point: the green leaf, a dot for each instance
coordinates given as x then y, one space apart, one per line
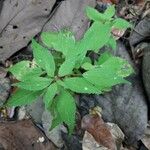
50 94
63 41
34 72
66 109
43 58
94 15
96 36
121 24
20 69
34 83
110 12
87 66
23 97
112 43
110 73
104 57
80 85
56 121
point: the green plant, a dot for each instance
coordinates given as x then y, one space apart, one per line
67 69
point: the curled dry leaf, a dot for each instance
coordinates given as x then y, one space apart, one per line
95 125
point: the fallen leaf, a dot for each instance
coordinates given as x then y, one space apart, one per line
95 125
23 135
20 21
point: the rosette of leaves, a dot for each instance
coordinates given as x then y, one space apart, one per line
65 70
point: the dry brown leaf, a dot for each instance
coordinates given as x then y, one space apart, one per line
95 125
23 135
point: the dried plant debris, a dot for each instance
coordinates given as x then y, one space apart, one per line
71 15
125 105
98 129
23 135
21 20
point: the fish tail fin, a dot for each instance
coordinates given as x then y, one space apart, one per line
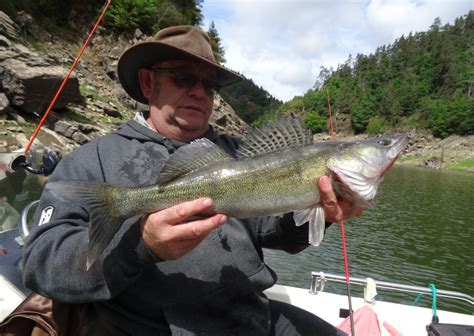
104 217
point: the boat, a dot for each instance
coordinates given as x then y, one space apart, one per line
392 317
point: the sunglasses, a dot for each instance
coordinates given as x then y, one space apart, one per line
186 80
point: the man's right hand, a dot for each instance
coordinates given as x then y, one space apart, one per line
167 234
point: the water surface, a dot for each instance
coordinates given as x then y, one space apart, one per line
419 231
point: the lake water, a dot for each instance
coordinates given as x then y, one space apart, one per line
419 231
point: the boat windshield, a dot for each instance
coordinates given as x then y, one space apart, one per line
17 189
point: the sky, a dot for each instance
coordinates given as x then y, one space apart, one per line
282 44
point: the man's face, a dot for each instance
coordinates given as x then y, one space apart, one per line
181 98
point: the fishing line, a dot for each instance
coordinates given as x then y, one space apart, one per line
343 237
66 78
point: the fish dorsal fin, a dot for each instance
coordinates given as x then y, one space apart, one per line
275 135
199 153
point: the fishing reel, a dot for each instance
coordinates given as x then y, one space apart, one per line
50 161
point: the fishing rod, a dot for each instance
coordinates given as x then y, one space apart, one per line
343 237
51 159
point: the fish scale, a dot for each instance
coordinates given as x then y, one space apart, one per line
256 184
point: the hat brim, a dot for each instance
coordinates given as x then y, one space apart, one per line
147 54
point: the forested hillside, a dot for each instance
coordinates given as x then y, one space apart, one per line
64 17
423 80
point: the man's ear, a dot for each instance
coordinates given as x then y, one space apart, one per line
145 76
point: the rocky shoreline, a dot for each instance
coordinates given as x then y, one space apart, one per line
93 103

★ ★ ★ ★ ★

AIM OF THE EXERCISE » Format every line of the records above as a Markdown table with the columns No. and Entry, numbering the rows in order and omitting blank lines. Leave the pictures out of the table.

RESULT BELOW »
| No. | Entry |
|---|---|
| 1 | point: the green leaf, a dot for each instance |
| 2 | coordinates given as x then y, one space apart, one per line |
| 3 | 50 94 |
| 4 | 63 41 |
| 5 | 34 72 |
| 6 | 66 109 |
| 7 | 43 58 |
| 8 | 94 15 |
| 9 | 96 36 |
| 10 | 121 24 |
| 11 | 20 69 |
| 12 | 34 83 |
| 13 | 110 12 |
| 14 | 87 66 |
| 15 | 23 97 |
| 16 | 112 43 |
| 17 | 110 73 |
| 18 | 104 57 |
| 19 | 80 85 |
| 20 | 56 121 |
| 21 | point: the green plant, a dot for each instance |
| 22 | coordinates given as x then y, one space apart, one per line |
| 23 | 67 69 |
| 24 | point: the curled dry leaf, a dot for each instance |
| 25 | coordinates given as x then y, one space apart, one per line |
| 26 | 95 125 |
| 27 | point: the fallen leaf, a dot for each instance |
| 28 | coordinates given as x then y, one space apart, one per line |
| 29 | 95 125 |
| 30 | 23 135 |
| 31 | 20 21 |
| 32 | point: the rosette of leaves, a dot for each instance |
| 33 | coordinates given as x then y, one space apart, one per line |
| 34 | 65 70 |
| 35 | point: the dry brown leaf, a dot for each instance |
| 36 | coordinates given as x then y, one space apart, one per line |
| 37 | 95 125 |
| 38 | 23 135 |
| 39 | point: the dried plant debris, a dot for each instance |
| 40 | coordinates given as x then y, one space apart, one per line |
| 41 | 71 15 |
| 42 | 125 105 |
| 43 | 98 129 |
| 44 | 23 135 |
| 45 | 21 20 |
| 46 | point: the fish tail fin, a dot for each instance |
| 47 | coordinates given as x then y, one space apart, one per line |
| 48 | 104 217 |
| 49 | point: the boat, a dot for each instance |
| 50 | coordinates given as x then y, one space apart, one per line |
| 51 | 392 317 |
| 52 | point: the sunglasses, a dot for each instance |
| 53 | coordinates given as x then y, one space apart, one per line |
| 54 | 186 80 |
| 55 | point: the man's right hand, a dot for each instance |
| 56 | coordinates given as x then y, one space apart, one per line |
| 57 | 167 234 |
| 58 | point: the water surface, a dot for each instance |
| 59 | coordinates given as x then y, one space apart, one per line |
| 60 | 419 231 |
| 61 | point: the lake water, a dot for each instance |
| 62 | coordinates given as x then y, one space apart, one per line |
| 63 | 419 231 |
| 64 | point: the boat windshield, a dot for each instance |
| 65 | coordinates given as x then y, one space apart, one per line |
| 66 | 17 189 |
| 67 | point: the sky, a dot for each instance |
| 68 | coordinates given as x then y, one space apart, one per line |
| 69 | 282 44 |
| 70 | point: the man's face, a dot for each instance |
| 71 | coordinates given as x then y, one space apart, one per line |
| 72 | 181 98 |
| 73 | point: the fishing line, a dot for each instance |
| 74 | coordinates given as x then y, one space apart, one per line |
| 75 | 343 237 |
| 76 | 66 78 |
| 77 | point: the fish dorsal fin, a dot for each instance |
| 78 | coordinates given as x then y, one space apart, one per line |
| 79 | 275 135 |
| 80 | 199 153 |
| 81 | point: the fishing reel, a dot for each instance |
| 82 | coordinates given as x then y, one space apart, one per line |
| 83 | 50 161 |
| 84 | point: the fishing rod, a dot for each instance |
| 85 | coordinates given as x then y, one space apart, one per line |
| 86 | 343 237 |
| 87 | 51 159 |
| 88 | point: the fish scale, a dot for each instance |
| 89 | coordinates given as x then y, one space apart, one per line |
| 90 | 256 184 |
| 91 | point: the hat brim, a dot for each instance |
| 92 | coordinates given as x then y, one space apart, one per line |
| 93 | 147 54 |
| 94 | point: the forested hillside, a dot for each instance |
| 95 | coordinates given as x then y, one space apart, one per line |
| 96 | 64 17 |
| 97 | 423 80 |
| 98 | point: the man's ear, a dot for each instance |
| 99 | coordinates given as x then y, one space apart, one per line |
| 100 | 145 76 |
| 101 | point: the rocky shoreline, a dot for each instance |
| 102 | coordinates given as x then y, one space apart, one per line |
| 103 | 93 103 |